**The task**
Extract the text of every entry below exactly; leave images out.

Object detection data

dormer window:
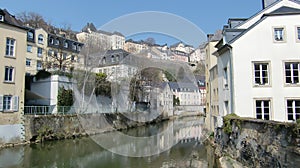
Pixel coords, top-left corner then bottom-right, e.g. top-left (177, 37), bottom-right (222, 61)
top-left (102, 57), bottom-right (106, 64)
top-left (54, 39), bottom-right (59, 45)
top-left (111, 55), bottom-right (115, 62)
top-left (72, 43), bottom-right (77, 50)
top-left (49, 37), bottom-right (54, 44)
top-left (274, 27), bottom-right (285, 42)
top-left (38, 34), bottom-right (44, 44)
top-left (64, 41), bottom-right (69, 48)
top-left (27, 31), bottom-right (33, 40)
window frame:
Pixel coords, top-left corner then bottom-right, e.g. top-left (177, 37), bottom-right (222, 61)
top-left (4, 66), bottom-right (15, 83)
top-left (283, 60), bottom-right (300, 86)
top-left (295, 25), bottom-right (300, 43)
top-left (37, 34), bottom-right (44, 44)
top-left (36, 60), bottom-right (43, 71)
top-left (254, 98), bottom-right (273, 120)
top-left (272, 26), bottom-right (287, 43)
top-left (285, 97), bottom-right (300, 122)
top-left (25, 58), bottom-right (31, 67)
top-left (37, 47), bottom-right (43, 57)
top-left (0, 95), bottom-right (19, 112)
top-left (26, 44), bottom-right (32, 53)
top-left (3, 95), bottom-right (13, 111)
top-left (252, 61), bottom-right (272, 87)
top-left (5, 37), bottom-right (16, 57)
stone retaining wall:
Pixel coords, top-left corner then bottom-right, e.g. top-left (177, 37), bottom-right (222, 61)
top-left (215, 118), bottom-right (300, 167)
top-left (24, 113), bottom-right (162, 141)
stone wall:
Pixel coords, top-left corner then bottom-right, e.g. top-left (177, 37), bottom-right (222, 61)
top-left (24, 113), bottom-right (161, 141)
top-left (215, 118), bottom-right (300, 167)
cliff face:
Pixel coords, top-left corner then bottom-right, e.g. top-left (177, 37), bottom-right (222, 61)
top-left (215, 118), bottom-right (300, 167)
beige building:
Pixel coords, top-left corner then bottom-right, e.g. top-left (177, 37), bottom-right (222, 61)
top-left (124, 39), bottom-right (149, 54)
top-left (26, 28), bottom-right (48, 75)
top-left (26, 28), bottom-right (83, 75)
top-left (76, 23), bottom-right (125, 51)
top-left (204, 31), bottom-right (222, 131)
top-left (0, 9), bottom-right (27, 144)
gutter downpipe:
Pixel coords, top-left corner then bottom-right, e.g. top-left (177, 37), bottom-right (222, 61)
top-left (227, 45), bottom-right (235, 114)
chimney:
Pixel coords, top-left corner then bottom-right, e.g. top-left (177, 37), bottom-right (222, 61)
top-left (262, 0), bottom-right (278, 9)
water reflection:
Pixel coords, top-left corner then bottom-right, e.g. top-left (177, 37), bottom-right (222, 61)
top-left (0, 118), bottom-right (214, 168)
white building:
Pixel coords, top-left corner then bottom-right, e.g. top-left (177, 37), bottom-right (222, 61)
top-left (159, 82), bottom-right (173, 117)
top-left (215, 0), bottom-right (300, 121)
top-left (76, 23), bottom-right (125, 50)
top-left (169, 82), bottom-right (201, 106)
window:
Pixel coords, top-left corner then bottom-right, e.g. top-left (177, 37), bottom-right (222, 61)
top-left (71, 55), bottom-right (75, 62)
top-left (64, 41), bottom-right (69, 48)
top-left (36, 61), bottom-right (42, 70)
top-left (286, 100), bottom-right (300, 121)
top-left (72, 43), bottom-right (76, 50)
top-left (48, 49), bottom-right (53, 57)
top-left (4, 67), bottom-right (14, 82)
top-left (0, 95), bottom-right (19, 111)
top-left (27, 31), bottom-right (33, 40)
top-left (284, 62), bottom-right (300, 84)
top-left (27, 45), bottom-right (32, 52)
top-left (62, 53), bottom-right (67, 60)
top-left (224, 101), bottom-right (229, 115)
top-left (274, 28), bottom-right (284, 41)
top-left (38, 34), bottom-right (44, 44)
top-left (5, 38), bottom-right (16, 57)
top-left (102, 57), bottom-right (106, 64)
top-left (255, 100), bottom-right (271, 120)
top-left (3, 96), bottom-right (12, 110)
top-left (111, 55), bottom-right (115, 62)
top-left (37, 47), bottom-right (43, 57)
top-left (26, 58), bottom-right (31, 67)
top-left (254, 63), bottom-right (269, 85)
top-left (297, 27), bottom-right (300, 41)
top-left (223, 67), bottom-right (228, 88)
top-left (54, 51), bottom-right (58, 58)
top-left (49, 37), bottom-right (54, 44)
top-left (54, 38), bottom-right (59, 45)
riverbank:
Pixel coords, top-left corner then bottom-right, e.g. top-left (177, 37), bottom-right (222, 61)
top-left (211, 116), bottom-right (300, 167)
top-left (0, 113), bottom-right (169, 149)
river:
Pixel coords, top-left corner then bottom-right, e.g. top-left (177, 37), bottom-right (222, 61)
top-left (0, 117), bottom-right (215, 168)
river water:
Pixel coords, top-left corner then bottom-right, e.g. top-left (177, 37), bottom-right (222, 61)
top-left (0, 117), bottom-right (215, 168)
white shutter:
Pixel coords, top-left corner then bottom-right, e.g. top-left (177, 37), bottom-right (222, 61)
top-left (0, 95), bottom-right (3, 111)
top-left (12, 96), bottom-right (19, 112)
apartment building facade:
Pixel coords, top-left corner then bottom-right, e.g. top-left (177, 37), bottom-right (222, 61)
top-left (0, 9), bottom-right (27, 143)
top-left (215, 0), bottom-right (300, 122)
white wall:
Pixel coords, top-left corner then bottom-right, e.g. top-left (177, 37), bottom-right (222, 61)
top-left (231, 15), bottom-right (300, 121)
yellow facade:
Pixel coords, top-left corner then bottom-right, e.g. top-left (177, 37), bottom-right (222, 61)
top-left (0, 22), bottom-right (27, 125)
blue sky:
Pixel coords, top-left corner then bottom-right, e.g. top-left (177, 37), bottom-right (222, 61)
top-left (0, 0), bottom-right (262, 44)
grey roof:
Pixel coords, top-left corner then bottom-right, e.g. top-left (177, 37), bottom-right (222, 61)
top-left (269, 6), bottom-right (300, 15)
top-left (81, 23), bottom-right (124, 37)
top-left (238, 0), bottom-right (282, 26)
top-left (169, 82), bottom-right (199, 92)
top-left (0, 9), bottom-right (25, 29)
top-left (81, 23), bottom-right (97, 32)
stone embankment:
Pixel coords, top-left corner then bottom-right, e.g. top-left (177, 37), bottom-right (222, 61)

**Result of this exercise**
dormer window:
Pixel coords, top-left corner then bottom-right, e.g. top-left (177, 37), bottom-right (222, 61)
top-left (102, 57), bottom-right (106, 64)
top-left (54, 39), bottom-right (59, 45)
top-left (111, 55), bottom-right (115, 62)
top-left (72, 43), bottom-right (77, 50)
top-left (49, 37), bottom-right (54, 44)
top-left (274, 27), bottom-right (285, 42)
top-left (38, 34), bottom-right (44, 44)
top-left (64, 41), bottom-right (69, 48)
top-left (27, 31), bottom-right (33, 40)
window frame:
Pixel coords, top-left corner then bottom-right, e.g. top-left (177, 37), bottom-right (222, 61)
top-left (4, 66), bottom-right (15, 83)
top-left (283, 60), bottom-right (300, 86)
top-left (295, 25), bottom-right (300, 43)
top-left (37, 34), bottom-right (44, 44)
top-left (36, 60), bottom-right (43, 71)
top-left (254, 98), bottom-right (273, 120)
top-left (272, 26), bottom-right (287, 43)
top-left (285, 97), bottom-right (300, 122)
top-left (25, 58), bottom-right (31, 67)
top-left (37, 47), bottom-right (43, 57)
top-left (0, 95), bottom-right (19, 112)
top-left (26, 44), bottom-right (32, 53)
top-left (3, 95), bottom-right (13, 111)
top-left (252, 61), bottom-right (272, 87)
top-left (5, 37), bottom-right (16, 57)
stone retaining wall:
Pixel coords, top-left corner then bottom-right, e.g. top-left (177, 37), bottom-right (222, 61)
top-left (215, 118), bottom-right (300, 167)
top-left (24, 113), bottom-right (162, 141)
stone wall:
Pixel coords, top-left corner then bottom-right, e.g. top-left (177, 37), bottom-right (222, 61)
top-left (24, 113), bottom-right (161, 141)
top-left (215, 118), bottom-right (300, 167)
cliff face:
Pixel coords, top-left corner then bottom-right, e.g. top-left (177, 37), bottom-right (222, 61)
top-left (215, 118), bottom-right (300, 167)
beige building:
Pixel coords, top-left corner then bottom-right, e.g. top-left (177, 37), bottom-right (222, 61)
top-left (124, 39), bottom-right (149, 54)
top-left (26, 28), bottom-right (48, 75)
top-left (26, 28), bottom-right (83, 75)
top-left (76, 23), bottom-right (125, 51)
top-left (204, 31), bottom-right (222, 131)
top-left (0, 9), bottom-right (27, 144)
gutter downpipe:
Pixel coords, top-left corner then bottom-right, e.g. top-left (177, 37), bottom-right (222, 61)
top-left (227, 45), bottom-right (235, 114)
chimney:
Pixel coords, top-left corner then bottom-right, e.g. top-left (177, 37), bottom-right (222, 61)
top-left (262, 0), bottom-right (278, 9)
water reflection:
Pixel coords, top-left corner then bottom-right, e.g. top-left (177, 37), bottom-right (222, 61)
top-left (0, 118), bottom-right (214, 168)
white building:
Pixel coords, top-left corner then bottom-right, e.g. top-left (177, 37), bottom-right (222, 61)
top-left (159, 82), bottom-right (173, 117)
top-left (215, 0), bottom-right (300, 121)
top-left (76, 23), bottom-right (125, 50)
top-left (169, 82), bottom-right (201, 106)
window:
Pixel coords, top-left corner then bottom-right, e.g. top-left (177, 37), bottom-right (222, 61)
top-left (71, 55), bottom-right (75, 62)
top-left (64, 41), bottom-right (69, 48)
top-left (36, 61), bottom-right (42, 70)
top-left (286, 100), bottom-right (300, 121)
top-left (72, 43), bottom-right (76, 50)
top-left (48, 49), bottom-right (53, 57)
top-left (4, 67), bottom-right (14, 82)
top-left (0, 95), bottom-right (19, 111)
top-left (27, 31), bottom-right (33, 40)
top-left (284, 62), bottom-right (300, 84)
top-left (27, 45), bottom-right (32, 52)
top-left (62, 53), bottom-right (67, 60)
top-left (224, 101), bottom-right (229, 115)
top-left (274, 28), bottom-right (284, 41)
top-left (38, 34), bottom-right (44, 44)
top-left (5, 38), bottom-right (16, 57)
top-left (102, 57), bottom-right (106, 64)
top-left (255, 100), bottom-right (271, 120)
top-left (3, 96), bottom-right (12, 110)
top-left (111, 55), bottom-right (115, 62)
top-left (37, 47), bottom-right (43, 57)
top-left (26, 58), bottom-right (31, 67)
top-left (254, 63), bottom-right (269, 85)
top-left (297, 27), bottom-right (300, 41)
top-left (223, 67), bottom-right (228, 88)
top-left (54, 51), bottom-right (58, 58)
top-left (49, 37), bottom-right (54, 44)
top-left (54, 38), bottom-right (59, 45)
riverbank:
Pixel coords, top-left corner then bottom-right, e.g. top-left (177, 37), bottom-right (222, 61)
top-left (211, 116), bottom-right (300, 167)
top-left (0, 113), bottom-right (169, 149)
river:
Pixel coords, top-left corner then bottom-right, e.g. top-left (177, 37), bottom-right (222, 61)
top-left (0, 117), bottom-right (215, 168)
river water:
Pixel coords, top-left corner then bottom-right, e.g. top-left (177, 37), bottom-right (222, 61)
top-left (0, 117), bottom-right (215, 168)
white shutter:
Pixel coords, top-left corner then bottom-right, e.g. top-left (177, 37), bottom-right (222, 61)
top-left (0, 95), bottom-right (3, 111)
top-left (12, 96), bottom-right (19, 112)
apartment building facade:
Pixel coords, top-left corner then bottom-right, e.g. top-left (177, 37), bottom-right (222, 61)
top-left (0, 9), bottom-right (27, 143)
top-left (215, 0), bottom-right (300, 122)
white wall:
Pixel coords, top-left corner then bottom-right, e.g. top-left (177, 37), bottom-right (222, 61)
top-left (231, 15), bottom-right (300, 121)
yellow facade:
Pixel coords, top-left corner then bottom-right, e.g. top-left (177, 37), bottom-right (222, 61)
top-left (0, 22), bottom-right (27, 125)
blue sky:
Pixel coords, top-left corner then bottom-right, e.g. top-left (177, 37), bottom-right (222, 61)
top-left (0, 0), bottom-right (262, 44)
grey roof:
Pixel coords, top-left corner then bottom-right, e.g. top-left (177, 37), bottom-right (222, 61)
top-left (269, 6), bottom-right (300, 15)
top-left (81, 23), bottom-right (124, 37)
top-left (238, 0), bottom-right (282, 26)
top-left (169, 82), bottom-right (199, 92)
top-left (0, 9), bottom-right (25, 29)
top-left (81, 23), bottom-right (97, 32)
stone embankment:
Pixel coords, top-left corner then bottom-right, e.g. top-left (177, 37), bottom-right (222, 61)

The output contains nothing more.